(Dataset records)
::::::::

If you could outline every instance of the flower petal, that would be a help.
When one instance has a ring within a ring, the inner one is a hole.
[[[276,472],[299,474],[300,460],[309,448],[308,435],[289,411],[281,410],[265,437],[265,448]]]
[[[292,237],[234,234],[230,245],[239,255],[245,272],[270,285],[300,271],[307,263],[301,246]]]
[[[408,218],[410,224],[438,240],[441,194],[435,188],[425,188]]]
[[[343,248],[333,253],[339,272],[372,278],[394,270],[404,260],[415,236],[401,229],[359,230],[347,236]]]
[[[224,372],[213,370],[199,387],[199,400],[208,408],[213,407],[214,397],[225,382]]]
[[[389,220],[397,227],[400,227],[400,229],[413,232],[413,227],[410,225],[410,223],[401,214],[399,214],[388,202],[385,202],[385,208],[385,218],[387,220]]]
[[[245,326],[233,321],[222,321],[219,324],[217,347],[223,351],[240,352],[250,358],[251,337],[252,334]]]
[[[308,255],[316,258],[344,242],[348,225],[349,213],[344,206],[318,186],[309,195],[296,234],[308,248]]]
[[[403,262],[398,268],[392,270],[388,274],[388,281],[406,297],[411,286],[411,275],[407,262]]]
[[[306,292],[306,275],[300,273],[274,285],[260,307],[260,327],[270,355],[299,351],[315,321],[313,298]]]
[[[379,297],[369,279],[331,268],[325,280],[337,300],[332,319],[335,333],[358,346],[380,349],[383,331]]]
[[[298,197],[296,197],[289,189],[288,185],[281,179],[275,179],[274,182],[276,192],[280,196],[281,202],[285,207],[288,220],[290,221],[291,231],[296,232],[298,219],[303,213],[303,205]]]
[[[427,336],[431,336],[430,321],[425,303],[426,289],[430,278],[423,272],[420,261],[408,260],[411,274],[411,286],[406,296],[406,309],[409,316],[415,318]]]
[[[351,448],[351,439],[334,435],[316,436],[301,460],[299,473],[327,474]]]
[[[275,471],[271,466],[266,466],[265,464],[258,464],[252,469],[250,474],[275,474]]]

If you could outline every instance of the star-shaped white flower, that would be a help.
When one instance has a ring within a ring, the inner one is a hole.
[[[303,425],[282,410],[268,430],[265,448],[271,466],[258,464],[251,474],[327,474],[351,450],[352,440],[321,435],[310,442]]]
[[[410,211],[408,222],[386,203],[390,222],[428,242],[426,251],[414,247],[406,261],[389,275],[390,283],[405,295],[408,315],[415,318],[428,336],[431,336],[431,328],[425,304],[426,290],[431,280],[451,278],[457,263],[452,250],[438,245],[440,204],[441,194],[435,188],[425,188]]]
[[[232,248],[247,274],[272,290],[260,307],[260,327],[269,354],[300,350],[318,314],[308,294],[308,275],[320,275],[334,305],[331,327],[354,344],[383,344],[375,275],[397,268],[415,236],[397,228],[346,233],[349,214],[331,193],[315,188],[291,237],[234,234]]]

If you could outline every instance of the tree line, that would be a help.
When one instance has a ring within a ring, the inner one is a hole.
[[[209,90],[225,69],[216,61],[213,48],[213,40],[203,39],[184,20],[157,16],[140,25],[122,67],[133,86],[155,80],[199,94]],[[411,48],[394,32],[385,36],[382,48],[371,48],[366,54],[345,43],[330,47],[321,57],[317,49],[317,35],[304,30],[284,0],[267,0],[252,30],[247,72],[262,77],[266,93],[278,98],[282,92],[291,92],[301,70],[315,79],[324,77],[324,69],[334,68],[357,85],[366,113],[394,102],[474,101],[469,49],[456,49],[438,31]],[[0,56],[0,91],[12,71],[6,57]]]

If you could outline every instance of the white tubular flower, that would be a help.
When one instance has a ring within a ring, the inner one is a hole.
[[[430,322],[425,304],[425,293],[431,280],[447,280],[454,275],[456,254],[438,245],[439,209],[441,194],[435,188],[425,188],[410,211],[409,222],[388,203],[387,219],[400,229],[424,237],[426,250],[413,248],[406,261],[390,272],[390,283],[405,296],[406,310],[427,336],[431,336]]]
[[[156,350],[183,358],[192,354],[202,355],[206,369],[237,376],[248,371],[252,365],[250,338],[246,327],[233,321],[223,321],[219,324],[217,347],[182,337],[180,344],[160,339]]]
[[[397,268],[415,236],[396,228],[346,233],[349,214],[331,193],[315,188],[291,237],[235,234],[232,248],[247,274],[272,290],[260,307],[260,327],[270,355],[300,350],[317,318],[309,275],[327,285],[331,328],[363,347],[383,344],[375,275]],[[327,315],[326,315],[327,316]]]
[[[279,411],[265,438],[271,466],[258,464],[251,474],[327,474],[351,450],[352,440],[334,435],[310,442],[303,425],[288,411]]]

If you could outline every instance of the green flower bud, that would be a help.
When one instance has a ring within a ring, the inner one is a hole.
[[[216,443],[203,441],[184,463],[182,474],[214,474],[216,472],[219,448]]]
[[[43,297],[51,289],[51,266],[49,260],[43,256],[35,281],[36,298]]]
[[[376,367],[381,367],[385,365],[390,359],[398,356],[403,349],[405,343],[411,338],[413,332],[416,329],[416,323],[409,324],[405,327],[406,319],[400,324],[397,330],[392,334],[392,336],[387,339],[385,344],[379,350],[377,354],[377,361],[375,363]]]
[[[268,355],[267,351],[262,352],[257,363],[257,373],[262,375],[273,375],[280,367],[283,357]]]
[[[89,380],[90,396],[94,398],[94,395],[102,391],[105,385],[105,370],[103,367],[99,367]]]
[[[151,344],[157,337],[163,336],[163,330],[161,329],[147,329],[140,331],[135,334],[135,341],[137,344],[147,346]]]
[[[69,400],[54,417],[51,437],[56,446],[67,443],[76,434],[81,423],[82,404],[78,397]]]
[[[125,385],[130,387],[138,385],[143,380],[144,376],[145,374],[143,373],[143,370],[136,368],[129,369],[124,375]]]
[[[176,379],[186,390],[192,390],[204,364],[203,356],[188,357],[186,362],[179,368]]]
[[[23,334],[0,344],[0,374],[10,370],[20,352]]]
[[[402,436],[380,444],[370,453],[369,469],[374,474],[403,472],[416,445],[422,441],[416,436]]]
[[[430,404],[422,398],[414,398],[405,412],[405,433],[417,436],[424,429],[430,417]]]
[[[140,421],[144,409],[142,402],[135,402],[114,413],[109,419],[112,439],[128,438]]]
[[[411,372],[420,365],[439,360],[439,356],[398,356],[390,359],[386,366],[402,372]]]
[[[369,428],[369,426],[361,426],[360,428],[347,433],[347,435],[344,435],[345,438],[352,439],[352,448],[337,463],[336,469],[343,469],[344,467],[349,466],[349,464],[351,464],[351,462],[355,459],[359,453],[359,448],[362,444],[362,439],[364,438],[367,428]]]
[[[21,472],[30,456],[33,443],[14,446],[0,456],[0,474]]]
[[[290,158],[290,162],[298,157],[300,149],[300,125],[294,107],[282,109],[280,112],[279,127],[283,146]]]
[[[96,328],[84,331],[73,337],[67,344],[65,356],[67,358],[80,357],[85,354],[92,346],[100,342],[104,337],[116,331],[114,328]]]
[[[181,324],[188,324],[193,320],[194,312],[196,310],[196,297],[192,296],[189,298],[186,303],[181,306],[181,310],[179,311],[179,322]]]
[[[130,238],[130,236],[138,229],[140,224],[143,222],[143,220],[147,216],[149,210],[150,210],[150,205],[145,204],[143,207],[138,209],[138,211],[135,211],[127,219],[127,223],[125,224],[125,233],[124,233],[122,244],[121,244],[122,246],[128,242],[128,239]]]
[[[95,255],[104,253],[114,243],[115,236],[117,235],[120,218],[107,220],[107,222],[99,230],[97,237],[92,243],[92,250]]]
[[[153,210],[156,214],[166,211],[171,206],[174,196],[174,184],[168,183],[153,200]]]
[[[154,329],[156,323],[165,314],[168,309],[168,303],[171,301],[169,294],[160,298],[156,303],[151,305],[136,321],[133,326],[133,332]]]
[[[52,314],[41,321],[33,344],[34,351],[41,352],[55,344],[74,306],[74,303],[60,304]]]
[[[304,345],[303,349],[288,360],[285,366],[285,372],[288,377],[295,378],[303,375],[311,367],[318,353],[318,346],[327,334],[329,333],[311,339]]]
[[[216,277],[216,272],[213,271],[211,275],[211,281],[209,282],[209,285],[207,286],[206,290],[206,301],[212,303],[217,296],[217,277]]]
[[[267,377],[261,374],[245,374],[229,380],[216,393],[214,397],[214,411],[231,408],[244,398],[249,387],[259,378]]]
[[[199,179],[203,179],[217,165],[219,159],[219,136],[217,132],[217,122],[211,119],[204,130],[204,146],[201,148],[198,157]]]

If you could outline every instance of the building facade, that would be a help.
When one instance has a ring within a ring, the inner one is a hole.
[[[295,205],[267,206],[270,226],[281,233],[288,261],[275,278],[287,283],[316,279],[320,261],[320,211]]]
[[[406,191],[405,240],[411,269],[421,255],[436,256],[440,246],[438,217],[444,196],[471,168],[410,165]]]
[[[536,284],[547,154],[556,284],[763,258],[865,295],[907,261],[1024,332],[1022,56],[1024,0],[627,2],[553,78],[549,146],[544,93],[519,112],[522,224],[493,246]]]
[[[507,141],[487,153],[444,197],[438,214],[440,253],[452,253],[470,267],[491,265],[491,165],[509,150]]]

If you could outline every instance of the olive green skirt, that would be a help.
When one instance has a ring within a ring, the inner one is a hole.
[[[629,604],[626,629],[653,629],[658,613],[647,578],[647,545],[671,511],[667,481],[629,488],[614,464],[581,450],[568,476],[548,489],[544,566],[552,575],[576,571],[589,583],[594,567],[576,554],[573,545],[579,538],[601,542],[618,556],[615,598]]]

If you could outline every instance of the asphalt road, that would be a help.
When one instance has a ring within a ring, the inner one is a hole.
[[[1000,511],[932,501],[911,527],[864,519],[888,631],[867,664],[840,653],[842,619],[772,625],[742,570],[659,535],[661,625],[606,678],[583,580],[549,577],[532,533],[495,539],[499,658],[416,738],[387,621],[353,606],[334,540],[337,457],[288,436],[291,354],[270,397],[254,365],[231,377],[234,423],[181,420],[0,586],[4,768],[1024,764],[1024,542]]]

::::::::

Work instruction: Which lines above include the word "could"? Return each one.

Result below:
If you could outline every instance of the flower petal, that would be a help.
If you could outline every instance of the star-shaped white flower, that would be a help.
If you could outline every instance of the tree line, that would be a help.
If you could outline every instance of the white tubular flower, that would be a help.
If you could outline every instance of the green flower bud, that would be a help.
If you could outline every instance of the building facade, that would be a help.
If you could outline every instance of the olive green skirt, that would be a help.
If you could outline every instance of the asphalt road, that would be a help.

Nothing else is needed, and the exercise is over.